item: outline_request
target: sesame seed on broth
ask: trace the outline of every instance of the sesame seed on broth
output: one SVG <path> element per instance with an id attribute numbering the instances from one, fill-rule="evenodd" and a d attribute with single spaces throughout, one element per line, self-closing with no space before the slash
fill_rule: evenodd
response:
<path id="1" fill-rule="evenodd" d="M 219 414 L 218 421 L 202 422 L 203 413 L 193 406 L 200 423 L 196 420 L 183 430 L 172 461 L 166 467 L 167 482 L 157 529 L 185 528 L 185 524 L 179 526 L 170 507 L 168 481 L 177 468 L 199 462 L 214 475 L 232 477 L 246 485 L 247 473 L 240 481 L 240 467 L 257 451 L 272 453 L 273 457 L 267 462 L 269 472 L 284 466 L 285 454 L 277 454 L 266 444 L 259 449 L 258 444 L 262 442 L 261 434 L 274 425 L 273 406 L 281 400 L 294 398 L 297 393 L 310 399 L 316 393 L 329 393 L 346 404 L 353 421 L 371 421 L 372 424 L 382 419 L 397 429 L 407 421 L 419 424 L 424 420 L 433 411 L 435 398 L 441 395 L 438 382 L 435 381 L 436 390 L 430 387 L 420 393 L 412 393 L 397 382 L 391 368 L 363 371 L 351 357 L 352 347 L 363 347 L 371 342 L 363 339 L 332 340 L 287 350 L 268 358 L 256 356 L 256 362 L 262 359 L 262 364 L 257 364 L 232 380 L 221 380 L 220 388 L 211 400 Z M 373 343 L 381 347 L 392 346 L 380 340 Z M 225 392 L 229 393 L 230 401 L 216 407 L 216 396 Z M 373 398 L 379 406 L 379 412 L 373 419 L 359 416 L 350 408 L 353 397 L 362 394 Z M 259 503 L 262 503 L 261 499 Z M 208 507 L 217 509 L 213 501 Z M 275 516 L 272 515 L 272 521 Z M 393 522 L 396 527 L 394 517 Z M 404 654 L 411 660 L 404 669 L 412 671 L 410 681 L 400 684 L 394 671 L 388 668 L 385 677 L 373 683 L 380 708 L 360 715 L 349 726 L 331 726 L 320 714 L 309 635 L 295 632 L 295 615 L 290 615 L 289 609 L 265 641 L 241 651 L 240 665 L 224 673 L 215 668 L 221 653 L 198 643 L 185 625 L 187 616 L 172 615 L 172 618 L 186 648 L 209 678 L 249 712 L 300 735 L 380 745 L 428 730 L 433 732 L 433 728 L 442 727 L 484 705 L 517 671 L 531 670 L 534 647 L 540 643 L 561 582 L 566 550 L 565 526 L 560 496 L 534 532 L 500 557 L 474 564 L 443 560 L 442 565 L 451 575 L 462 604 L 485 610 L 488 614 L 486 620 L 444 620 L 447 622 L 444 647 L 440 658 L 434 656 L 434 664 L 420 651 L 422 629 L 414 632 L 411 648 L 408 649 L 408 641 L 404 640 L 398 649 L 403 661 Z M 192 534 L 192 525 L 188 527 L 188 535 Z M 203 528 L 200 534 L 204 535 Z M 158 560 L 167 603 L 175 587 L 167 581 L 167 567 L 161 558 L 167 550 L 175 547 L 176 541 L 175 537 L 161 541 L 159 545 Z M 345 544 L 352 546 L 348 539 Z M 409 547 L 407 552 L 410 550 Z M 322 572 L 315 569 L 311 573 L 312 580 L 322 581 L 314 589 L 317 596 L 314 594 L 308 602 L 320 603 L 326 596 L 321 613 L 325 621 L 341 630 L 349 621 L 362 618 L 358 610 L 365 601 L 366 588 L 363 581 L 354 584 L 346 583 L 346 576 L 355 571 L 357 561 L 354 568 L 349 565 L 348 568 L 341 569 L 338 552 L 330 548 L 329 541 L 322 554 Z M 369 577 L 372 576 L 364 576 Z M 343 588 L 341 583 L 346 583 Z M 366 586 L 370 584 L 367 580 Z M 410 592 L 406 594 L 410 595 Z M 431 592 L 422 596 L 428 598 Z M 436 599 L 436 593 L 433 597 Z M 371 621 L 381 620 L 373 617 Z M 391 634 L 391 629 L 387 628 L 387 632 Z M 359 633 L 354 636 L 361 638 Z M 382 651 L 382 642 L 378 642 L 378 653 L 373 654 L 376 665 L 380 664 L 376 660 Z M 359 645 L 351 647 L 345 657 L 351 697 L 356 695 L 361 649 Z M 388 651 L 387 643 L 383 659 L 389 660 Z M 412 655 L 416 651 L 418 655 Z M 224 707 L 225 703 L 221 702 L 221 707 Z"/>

┄┄┄┄┄┄┄┄┄┄

■ **Goal**
Count the lines in the records above that contain the string "broth". Reply with the number only.

■ **Full solution**
2